In the entries that follow, locate the line with "point: blue sky", then restate that line and all later lines exactly as they appear, leaving pictures out.

→ **DATA LISTING**:

Begin

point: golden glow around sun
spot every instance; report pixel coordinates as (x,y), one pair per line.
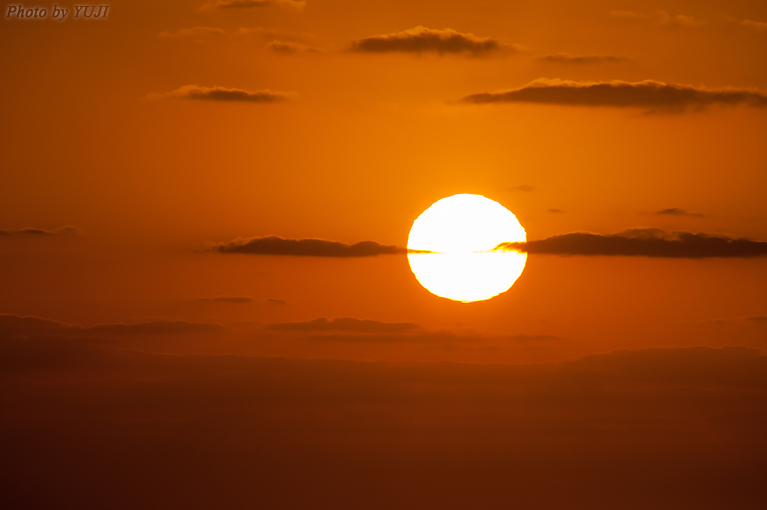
(460,233)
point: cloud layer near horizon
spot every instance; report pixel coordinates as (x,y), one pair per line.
(207,431)
(198,93)
(649,95)
(644,242)
(428,40)
(274,245)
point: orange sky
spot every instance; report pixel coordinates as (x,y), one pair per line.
(171,128)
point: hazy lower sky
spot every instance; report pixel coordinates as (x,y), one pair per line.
(165,168)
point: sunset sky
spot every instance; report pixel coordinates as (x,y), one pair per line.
(173,334)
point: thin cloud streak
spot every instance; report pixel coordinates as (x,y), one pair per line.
(198,93)
(643,242)
(650,95)
(274,245)
(427,40)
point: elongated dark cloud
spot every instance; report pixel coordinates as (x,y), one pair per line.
(198,93)
(39,232)
(428,40)
(649,95)
(345,324)
(273,245)
(644,242)
(675,211)
(566,58)
(227,299)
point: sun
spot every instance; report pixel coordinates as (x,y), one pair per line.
(457,237)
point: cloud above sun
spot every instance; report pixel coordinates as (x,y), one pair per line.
(428,40)
(199,93)
(649,95)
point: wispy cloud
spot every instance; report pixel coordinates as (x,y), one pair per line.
(428,40)
(274,245)
(40,232)
(199,93)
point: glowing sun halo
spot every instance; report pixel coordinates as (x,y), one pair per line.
(460,234)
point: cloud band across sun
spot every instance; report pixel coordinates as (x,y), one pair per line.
(644,242)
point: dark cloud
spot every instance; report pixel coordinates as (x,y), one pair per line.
(648,94)
(273,245)
(674,211)
(644,242)
(345,324)
(227,299)
(198,93)
(91,427)
(39,232)
(427,40)
(566,58)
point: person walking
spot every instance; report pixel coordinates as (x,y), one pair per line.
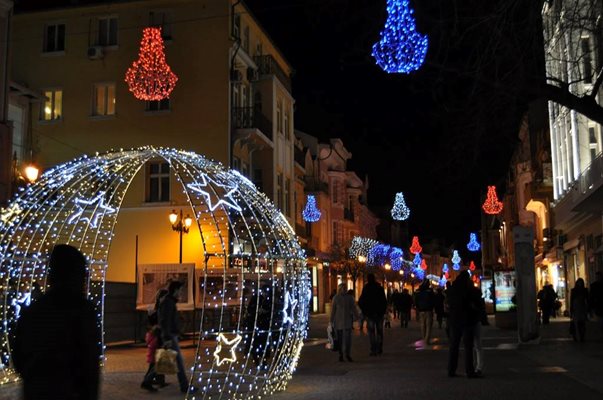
(596,298)
(404,306)
(373,304)
(579,310)
(169,323)
(343,315)
(460,303)
(424,303)
(57,346)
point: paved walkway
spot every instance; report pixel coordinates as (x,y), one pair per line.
(556,368)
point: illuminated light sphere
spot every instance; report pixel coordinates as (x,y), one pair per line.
(400,211)
(418,260)
(491,204)
(415,248)
(150,78)
(400,49)
(473,244)
(245,244)
(311,213)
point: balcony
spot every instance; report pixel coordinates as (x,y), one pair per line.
(267,65)
(246,118)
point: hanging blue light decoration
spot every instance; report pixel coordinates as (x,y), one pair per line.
(400,211)
(310,212)
(400,47)
(456,260)
(473,244)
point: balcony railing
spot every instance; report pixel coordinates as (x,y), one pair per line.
(267,65)
(250,118)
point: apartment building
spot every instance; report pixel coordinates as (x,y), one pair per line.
(572,51)
(232,103)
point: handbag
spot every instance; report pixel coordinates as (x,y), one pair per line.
(165,361)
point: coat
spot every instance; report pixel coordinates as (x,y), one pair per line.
(343,311)
(57,347)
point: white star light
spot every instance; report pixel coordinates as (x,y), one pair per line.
(95,214)
(230,188)
(290,302)
(232,344)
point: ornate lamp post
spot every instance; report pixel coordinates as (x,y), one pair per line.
(181,226)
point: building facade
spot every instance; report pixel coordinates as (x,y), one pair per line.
(573,41)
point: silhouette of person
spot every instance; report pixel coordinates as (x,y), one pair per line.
(58,339)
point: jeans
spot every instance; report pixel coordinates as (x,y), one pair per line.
(375,329)
(426,318)
(344,337)
(456,333)
(182,379)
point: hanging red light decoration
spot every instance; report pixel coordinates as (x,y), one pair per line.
(492,205)
(150,78)
(415,248)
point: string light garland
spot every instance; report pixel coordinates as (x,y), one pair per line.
(311,213)
(473,244)
(491,205)
(400,211)
(150,78)
(400,49)
(254,320)
(415,248)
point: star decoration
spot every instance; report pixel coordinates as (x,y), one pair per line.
(232,344)
(95,215)
(230,190)
(288,309)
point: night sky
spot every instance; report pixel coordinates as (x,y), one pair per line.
(440,134)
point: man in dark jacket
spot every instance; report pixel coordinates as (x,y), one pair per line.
(57,345)
(373,304)
(169,322)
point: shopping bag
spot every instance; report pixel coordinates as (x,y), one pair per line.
(165,361)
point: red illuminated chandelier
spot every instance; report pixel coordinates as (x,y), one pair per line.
(150,78)
(492,205)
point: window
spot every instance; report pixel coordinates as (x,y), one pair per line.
(160,19)
(54,38)
(158,105)
(107,31)
(158,187)
(104,99)
(287,207)
(279,191)
(53,106)
(279,115)
(587,67)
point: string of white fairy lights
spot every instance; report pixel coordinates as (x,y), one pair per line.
(78,203)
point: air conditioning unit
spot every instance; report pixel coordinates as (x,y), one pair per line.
(95,52)
(252,74)
(236,76)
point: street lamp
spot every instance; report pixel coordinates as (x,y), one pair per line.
(180,225)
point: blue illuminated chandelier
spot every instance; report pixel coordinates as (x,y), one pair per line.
(400,49)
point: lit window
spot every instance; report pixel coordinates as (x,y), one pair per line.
(107,31)
(158,182)
(54,38)
(104,99)
(53,106)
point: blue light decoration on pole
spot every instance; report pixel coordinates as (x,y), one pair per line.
(473,244)
(456,260)
(400,211)
(400,49)
(310,212)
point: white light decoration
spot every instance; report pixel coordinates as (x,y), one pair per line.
(247,246)
(231,344)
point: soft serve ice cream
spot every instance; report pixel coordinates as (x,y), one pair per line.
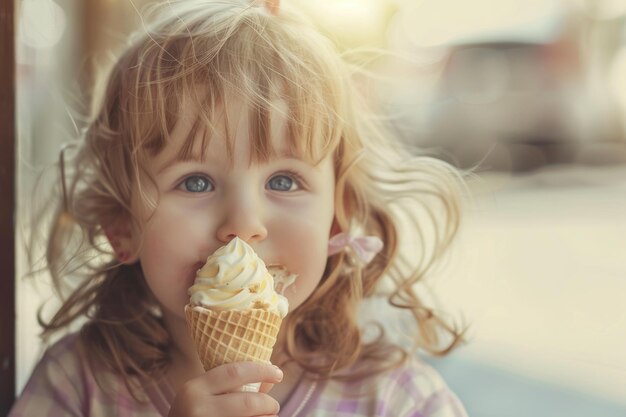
(234,313)
(235,278)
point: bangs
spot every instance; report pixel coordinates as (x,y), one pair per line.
(249,62)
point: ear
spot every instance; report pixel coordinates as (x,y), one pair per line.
(335,228)
(121,239)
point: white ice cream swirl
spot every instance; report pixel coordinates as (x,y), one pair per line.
(235,278)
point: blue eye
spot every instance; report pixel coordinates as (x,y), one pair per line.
(282,183)
(196,184)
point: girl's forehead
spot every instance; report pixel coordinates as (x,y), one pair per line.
(232,129)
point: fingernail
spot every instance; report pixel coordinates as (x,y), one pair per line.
(278,372)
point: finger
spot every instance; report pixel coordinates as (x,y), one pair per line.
(245,404)
(232,376)
(266,387)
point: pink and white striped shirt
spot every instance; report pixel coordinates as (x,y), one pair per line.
(63,384)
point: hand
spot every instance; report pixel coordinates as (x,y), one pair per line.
(218,392)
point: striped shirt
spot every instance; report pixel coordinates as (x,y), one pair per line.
(63,384)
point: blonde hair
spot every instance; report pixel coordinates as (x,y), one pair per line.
(205,52)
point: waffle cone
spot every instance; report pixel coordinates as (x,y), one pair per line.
(232,336)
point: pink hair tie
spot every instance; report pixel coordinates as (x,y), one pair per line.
(365,247)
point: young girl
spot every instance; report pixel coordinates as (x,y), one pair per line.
(233,118)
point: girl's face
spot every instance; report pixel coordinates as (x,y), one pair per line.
(283,208)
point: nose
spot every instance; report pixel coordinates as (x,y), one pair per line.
(242,217)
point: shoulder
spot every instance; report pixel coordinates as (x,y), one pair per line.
(57,384)
(414,388)
(63,383)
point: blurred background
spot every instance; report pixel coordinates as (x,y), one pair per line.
(530,95)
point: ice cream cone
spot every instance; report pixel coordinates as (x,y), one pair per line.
(232,335)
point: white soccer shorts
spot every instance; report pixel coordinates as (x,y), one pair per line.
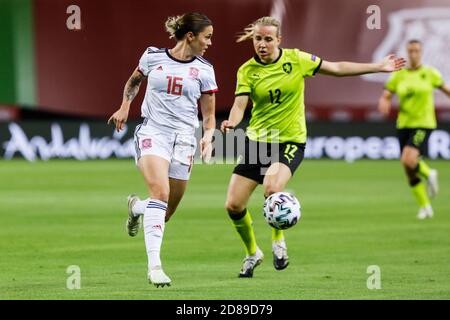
(177,148)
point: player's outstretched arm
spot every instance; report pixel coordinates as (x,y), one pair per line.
(208,109)
(236,113)
(130,91)
(342,69)
(384,103)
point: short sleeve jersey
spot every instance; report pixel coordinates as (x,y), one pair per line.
(415,91)
(277,93)
(173,88)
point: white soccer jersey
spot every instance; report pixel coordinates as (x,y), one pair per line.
(173,88)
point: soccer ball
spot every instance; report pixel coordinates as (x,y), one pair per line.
(282,210)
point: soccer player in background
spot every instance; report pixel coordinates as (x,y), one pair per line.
(274,81)
(165,144)
(416,120)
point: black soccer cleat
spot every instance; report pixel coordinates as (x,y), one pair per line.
(250,263)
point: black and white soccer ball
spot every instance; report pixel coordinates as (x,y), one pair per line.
(282,210)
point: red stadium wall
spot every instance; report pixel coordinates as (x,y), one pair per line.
(83,72)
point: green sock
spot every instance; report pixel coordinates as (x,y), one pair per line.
(420,193)
(277,235)
(424,169)
(245,229)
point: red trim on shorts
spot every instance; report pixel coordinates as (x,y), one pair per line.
(211,91)
(139,70)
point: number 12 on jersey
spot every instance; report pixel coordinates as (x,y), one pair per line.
(174,86)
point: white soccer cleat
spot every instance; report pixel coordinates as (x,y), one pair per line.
(133,222)
(157,277)
(250,263)
(432,184)
(425,212)
(280,257)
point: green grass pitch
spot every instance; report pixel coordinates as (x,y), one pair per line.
(61,213)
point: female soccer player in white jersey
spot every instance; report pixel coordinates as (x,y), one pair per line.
(165,144)
(274,80)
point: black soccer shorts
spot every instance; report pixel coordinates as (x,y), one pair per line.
(258,156)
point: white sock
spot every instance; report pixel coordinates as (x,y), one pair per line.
(139,207)
(154,216)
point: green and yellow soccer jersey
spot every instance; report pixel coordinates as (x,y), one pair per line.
(277,92)
(415,91)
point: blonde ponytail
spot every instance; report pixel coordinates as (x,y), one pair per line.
(173,24)
(248,32)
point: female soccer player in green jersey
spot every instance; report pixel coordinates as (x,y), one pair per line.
(274,81)
(416,119)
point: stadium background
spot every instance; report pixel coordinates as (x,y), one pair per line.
(58,87)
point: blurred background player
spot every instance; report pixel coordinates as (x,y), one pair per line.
(165,144)
(274,81)
(416,120)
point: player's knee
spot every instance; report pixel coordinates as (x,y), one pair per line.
(168,216)
(233,208)
(272,187)
(160,194)
(408,162)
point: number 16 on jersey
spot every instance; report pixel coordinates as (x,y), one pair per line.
(174,86)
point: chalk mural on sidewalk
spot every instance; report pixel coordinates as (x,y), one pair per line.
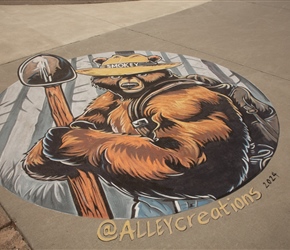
(132,134)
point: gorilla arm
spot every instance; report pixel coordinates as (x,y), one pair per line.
(39,166)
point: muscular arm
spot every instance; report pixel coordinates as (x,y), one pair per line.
(39,166)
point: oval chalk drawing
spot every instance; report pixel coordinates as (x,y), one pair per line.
(131,134)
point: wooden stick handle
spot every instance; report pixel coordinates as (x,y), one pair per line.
(86,189)
(60,111)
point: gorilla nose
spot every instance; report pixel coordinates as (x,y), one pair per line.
(129,85)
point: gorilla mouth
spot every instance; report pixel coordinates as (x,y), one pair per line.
(129,85)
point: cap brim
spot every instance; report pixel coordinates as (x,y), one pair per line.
(125,71)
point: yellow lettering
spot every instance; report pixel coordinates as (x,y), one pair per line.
(127,230)
(215,213)
(159,227)
(247,197)
(148,230)
(107,231)
(178,227)
(138,231)
(200,216)
(189,219)
(259,195)
(239,203)
(223,207)
(168,224)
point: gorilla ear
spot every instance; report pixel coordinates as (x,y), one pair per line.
(154,58)
(100,60)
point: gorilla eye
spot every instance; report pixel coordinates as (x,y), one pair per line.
(115,77)
(144,74)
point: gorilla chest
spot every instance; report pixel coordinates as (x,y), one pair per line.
(120,121)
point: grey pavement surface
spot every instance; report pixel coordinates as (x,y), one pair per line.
(249,37)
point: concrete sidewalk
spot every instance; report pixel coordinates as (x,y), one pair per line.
(249,37)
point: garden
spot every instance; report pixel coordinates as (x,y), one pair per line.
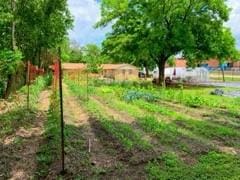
(160,133)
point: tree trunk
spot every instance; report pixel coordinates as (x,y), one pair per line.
(223,75)
(9,86)
(39,57)
(14,44)
(161,72)
(11,77)
(147,71)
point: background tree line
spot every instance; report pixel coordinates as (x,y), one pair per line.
(150,32)
(29,30)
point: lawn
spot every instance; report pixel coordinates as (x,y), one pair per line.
(190,133)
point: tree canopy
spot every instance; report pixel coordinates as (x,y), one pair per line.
(30,28)
(165,28)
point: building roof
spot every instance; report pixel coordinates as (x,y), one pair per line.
(118,66)
(77,66)
(181,63)
(73,66)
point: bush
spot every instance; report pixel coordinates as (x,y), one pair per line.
(132,95)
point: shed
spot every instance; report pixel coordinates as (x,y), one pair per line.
(73,69)
(120,71)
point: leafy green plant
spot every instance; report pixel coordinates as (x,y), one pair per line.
(49,151)
(194,101)
(213,165)
(132,95)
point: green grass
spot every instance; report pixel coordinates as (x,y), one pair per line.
(210,166)
(49,151)
(123,132)
(20,116)
(182,134)
(11,121)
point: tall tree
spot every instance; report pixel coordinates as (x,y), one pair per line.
(92,56)
(28,29)
(167,27)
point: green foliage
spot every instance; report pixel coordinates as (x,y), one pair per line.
(167,133)
(93,58)
(11,121)
(194,101)
(158,30)
(50,150)
(135,95)
(210,166)
(35,89)
(9,63)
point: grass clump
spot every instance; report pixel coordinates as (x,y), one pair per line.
(167,133)
(49,151)
(121,131)
(213,165)
(132,95)
(12,120)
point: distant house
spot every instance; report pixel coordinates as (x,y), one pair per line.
(120,71)
(179,63)
(112,71)
(214,63)
(73,69)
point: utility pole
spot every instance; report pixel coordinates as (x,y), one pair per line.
(61,111)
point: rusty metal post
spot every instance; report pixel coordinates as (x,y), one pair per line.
(28,85)
(61,112)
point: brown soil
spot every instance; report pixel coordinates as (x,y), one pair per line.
(195,147)
(219,116)
(97,154)
(19,149)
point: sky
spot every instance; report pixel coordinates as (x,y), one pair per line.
(87,12)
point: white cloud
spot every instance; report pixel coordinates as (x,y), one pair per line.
(86,13)
(234,20)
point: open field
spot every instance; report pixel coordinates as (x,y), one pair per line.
(229,76)
(127,130)
(147,132)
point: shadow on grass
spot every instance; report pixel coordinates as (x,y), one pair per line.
(12,145)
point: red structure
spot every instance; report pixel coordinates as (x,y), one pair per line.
(55,68)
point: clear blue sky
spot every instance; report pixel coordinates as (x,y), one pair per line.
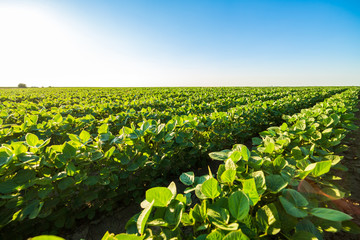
(180,43)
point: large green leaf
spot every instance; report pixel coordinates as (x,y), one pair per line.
(275,183)
(187,178)
(294,196)
(321,168)
(220,156)
(239,205)
(268,219)
(330,214)
(291,209)
(160,195)
(249,188)
(31,139)
(142,220)
(5,156)
(211,188)
(47,237)
(173,213)
(228,176)
(215,235)
(237,235)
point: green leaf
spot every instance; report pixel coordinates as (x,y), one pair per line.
(160,195)
(294,196)
(269,145)
(103,128)
(275,183)
(215,235)
(256,141)
(268,219)
(350,227)
(279,163)
(220,218)
(36,211)
(291,209)
(47,237)
(84,136)
(301,124)
(237,235)
(68,150)
(321,168)
(239,205)
(91,180)
(245,153)
(235,156)
(142,220)
(173,214)
(330,214)
(172,188)
(303,235)
(5,156)
(228,176)
(249,188)
(70,169)
(211,188)
(125,236)
(7,187)
(31,139)
(307,226)
(260,181)
(65,183)
(220,156)
(187,178)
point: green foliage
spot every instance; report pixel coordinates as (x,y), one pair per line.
(64,157)
(255,201)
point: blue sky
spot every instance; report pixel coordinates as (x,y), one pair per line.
(180,43)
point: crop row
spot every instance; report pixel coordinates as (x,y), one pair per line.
(48,173)
(283,189)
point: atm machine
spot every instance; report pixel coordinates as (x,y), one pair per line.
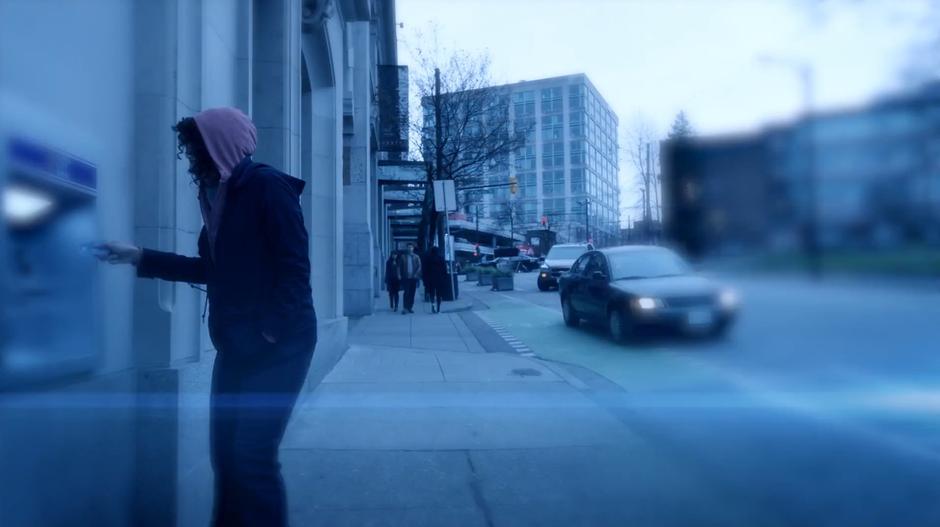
(48,280)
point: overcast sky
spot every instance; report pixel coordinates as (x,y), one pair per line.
(651,59)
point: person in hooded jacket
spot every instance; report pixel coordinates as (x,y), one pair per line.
(253,258)
(435,278)
(392,280)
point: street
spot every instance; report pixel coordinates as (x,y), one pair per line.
(818,409)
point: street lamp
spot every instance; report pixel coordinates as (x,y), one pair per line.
(811,245)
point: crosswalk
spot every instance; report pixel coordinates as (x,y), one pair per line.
(520,347)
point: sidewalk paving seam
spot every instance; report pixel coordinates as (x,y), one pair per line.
(440,367)
(476,490)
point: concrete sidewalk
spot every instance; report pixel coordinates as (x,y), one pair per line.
(417,425)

End

→ **CORRECT RESPONSE**:
point: blue sky
spot every instance; report pixel coordinates as (x,y), one pair per line.
(180,43)
point: crop row
spot every instance; report pixel coordinates as (x,y), one pair per line.
(48,173)
(283,189)
point: atm machine
spot every instance; report pixel coordinates as (x,y), one pair per line.
(48,280)
point: overcast sky
spot every instance; report pixel coordinates as (x,y), one pair per line.
(651,59)
point: person in hooded jacket
spot every instance; report pixel coordinates as (x,y), one pair per line.
(253,258)
(435,278)
(392,280)
point: street
spot every instance; report pixel coordinates as (x,y), one pair per line.
(818,409)
point: street lamp
spot every instance; report pixel coordinates as (x,y), one pair per line.
(811,245)
point: crosswalk
spot every instance; report pixel coordinates as (x,y), one pair per line.
(520,347)
point: sidewalk paving seam
spot every instance; report pixel coordinates as (x,y), one pair per line.
(440,367)
(476,490)
point: concrete sidewalk
spot every instance; report pixel coordinates as (x,y), one pair per line.
(417,425)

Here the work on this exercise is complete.